主に新選組(奥沢栄助だとか)や親長州浪士(宮部鼎蔵だとか)の話題ばかりで、会津や桑名、一橋、彦根など、元治元年6月5日(1864年)当夜出兵し、親長州浪士の追捕に参加した大名家臣の戦死者が正確につかめられていない。
新選組をふくむ会津犠牲者は、信用できる史料からおおよそのことがわかる。
近藤勇の事件3日後の書翰に、「会公ニ二人深手を請け候ものこれ有り候」とあり、2人重傷者があったとある。
これに対して、京都の会津屋敷から江戸に送られた報告書には具体的な名前がある。
「郡代同心五十嵐寅助・大柳俊八両人手疵負、寅助ハ深手ニ而即死。俊八ハ余分ニ滞有之間敷、残念至極之事ニ候」(『会津藩庁記録』4、692ページ)。
近藤が述べた重傷2人とは、五十嵐寅助と大柳俊八のことかと思える。
で、墓所を探そうと思った。
黒谷墓地には約250人の墓碑がある。そのどこにいるのか。そもそも本当にあるのか。そんなときインターネット上にありがたいものがあるのを知った。
「会津いん東京」というサイトである。http://www.geocities.jp/daitabou/index.htm
ここで検索すると、五十嵐寅助と大柳俊八の墓はともに黒谷墓地にあることがわかる。地図もついている。重ねてありがたい。
ただ五十嵐寅助には名前以外の情報がない。大柳俊八には慶応三年とある。元治元年からは3年もたっている。
そこで現地を確認に行った。
サイト「会津いん東京」が地図で示してくれた墓碑は、とても文字が読める状態になかった。なぜ「五十嵐寅助」とわかるのか、不思議だった。それぐらい文字の線がうすい。
大柳俊八は読めた。ただ没年が誤っていた。

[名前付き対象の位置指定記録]
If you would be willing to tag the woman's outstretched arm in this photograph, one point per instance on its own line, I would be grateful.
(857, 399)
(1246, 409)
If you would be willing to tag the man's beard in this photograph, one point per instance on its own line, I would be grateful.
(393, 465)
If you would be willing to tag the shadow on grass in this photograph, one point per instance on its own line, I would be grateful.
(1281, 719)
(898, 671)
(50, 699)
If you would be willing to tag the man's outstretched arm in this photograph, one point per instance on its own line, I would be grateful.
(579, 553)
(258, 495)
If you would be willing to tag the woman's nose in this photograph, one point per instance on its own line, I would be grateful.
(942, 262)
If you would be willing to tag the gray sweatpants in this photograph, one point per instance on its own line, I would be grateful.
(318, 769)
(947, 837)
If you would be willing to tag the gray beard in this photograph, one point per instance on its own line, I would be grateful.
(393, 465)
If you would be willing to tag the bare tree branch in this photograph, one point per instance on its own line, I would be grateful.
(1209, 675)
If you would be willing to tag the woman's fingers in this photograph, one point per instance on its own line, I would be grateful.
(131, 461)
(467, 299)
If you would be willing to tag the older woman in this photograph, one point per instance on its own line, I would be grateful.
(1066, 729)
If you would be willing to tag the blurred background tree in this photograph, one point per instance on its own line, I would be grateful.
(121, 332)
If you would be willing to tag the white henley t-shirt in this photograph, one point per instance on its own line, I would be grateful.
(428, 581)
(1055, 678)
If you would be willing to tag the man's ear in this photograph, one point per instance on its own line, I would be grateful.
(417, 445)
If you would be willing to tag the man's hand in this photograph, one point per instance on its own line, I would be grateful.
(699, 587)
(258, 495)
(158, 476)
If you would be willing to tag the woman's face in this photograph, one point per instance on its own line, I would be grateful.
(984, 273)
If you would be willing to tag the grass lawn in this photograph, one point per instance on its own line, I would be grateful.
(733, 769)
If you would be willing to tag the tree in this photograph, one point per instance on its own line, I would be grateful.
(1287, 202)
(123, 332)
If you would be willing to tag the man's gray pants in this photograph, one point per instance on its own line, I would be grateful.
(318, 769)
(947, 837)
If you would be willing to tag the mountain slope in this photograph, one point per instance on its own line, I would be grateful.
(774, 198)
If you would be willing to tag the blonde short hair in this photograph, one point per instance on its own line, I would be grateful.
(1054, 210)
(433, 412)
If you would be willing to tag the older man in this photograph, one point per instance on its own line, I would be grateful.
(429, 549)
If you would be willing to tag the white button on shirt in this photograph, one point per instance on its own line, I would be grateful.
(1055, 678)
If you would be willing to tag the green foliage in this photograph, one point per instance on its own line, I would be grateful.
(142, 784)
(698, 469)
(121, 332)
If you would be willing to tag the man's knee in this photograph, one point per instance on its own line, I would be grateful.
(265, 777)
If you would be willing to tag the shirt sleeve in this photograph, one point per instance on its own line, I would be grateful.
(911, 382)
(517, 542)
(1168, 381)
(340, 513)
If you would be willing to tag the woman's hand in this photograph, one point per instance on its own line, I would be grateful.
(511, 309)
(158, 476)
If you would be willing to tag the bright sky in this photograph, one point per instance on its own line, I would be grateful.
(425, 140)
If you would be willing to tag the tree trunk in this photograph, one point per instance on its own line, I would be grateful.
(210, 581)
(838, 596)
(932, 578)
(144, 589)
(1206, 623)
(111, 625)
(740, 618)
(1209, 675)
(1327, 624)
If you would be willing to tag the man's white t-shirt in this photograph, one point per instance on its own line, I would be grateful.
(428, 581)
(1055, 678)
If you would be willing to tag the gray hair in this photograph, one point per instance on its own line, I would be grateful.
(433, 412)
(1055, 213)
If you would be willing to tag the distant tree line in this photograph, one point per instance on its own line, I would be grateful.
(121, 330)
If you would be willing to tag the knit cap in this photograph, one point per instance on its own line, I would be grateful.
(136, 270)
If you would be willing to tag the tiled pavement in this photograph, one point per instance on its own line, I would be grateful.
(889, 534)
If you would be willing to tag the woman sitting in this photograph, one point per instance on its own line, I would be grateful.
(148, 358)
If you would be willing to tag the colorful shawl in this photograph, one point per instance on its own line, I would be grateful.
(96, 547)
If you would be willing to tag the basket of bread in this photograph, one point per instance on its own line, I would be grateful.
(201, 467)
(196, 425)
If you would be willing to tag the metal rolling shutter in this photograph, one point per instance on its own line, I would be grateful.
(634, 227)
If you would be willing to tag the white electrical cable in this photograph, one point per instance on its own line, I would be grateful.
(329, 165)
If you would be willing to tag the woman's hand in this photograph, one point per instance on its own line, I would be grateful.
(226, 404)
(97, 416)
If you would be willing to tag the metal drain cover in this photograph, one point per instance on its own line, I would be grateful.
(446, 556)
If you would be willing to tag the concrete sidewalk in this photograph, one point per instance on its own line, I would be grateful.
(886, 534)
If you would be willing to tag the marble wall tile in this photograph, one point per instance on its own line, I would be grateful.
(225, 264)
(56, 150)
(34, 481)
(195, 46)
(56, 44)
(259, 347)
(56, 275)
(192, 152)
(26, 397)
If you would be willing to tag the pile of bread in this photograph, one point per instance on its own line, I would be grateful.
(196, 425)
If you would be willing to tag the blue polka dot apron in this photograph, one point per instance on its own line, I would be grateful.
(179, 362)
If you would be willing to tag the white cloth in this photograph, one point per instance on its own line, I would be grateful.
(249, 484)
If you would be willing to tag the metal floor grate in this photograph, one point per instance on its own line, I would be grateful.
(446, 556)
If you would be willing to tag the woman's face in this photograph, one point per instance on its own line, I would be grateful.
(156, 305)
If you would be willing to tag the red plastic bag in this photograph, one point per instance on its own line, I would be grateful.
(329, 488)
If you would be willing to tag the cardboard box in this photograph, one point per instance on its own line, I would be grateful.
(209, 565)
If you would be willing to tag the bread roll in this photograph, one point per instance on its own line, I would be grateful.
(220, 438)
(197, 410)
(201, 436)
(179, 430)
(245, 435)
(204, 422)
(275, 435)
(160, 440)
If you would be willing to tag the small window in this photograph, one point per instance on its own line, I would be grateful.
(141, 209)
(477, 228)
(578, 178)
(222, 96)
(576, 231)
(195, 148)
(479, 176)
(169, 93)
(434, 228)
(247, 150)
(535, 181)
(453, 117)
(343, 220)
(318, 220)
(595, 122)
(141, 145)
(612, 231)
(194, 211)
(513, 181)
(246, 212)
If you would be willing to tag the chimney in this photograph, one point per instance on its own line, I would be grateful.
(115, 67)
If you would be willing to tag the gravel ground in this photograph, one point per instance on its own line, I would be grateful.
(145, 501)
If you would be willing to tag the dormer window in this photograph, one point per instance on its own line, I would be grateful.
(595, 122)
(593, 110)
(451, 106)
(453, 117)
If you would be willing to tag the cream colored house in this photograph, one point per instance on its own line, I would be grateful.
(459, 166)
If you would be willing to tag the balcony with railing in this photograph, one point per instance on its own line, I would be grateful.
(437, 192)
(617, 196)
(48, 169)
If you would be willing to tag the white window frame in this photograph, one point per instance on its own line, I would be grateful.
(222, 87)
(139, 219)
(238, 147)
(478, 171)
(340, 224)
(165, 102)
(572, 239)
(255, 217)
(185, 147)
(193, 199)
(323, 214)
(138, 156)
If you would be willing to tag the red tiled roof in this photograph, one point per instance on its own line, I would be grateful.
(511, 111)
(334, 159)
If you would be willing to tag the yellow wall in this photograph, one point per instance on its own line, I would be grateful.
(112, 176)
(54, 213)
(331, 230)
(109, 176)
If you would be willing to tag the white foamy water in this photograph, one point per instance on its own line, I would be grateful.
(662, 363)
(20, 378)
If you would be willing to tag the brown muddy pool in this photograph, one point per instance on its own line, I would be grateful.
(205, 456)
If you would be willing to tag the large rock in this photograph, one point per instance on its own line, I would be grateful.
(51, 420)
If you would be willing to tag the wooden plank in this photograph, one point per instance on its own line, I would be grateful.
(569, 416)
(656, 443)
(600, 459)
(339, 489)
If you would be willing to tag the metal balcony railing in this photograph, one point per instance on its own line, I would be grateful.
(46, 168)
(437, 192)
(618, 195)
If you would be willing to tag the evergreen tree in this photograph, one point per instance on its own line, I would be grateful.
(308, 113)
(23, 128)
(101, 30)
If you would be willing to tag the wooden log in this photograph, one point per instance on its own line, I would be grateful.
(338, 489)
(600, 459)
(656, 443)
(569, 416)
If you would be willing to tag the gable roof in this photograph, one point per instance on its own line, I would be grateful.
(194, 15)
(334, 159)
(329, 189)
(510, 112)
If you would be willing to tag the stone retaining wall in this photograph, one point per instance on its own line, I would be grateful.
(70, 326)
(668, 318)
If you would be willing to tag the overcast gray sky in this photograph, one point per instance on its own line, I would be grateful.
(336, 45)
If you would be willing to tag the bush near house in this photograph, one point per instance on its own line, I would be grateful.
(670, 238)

#### 設問:
A: 本文のうち「近藤勇の事件3日後の書翰に、」を含む箇所から書き始め、「それぐらい文字の線がうすい。」の後で止めて、一字も変えずに書き写してください。
B: 記録の中から「wooden」という語を含む行をすべて探し出し、一行ずつそのまま書き写してください。

#### 解答:
A:
近藤勇の事件3日後の書翰に、「会公ニ二人深手を請け候ものこれ有り候」とあり、2人重傷者があったとある。
これに対して、京都の会津屋敷から江戸に送られた報告書には具体的な名前がある。
「郡代同心五十嵐寅助・大柳俊八両人手疵負、寅助ハ深手ニ而即死。俊八ハ余分ニ滞有之間敷、残念至極之事ニ候」(『会津藩庁記録』4、692ページ)。
近藤が述べた重傷2人とは、五十嵐寅助と大柳俊八のことかと思える。
で、墓所を探そうと思った。
黒谷墓地には約250人の墓碑がある。そのどこにいるのか。そもそも本当にあるのか。そんなときインターネット上にありがたいものがあるのを知った。
「会津いん東京」というサイトである。http://www.geocities.jp/daitabou/index.htm
ここで検索すると、五十嵐寅助と大柳俊八の墓はともに黒谷墓地にあることがわかる。地図もついている。重ねてありがたい。
ただ五十嵐寅助には名前以外の情報がない。大柳俊八には慶応三年とある。元治元年からは3年もたっている。
そこで現地を確認に行った。
サイト「会津いん東京」が地図で示してくれた墓碑は、とても文字が読める状態になかった。なぜ「五十嵐寅助」とわかるのか、不思議だった。それぐらい文字の線がうすい。

B:
If you would be willing to tag the wooden plank in this photograph, one point per instance on its own line, I would be grateful.
If you would be willing to tag the wooden log in this photograph, one point per instance on its own line, I would be grateful.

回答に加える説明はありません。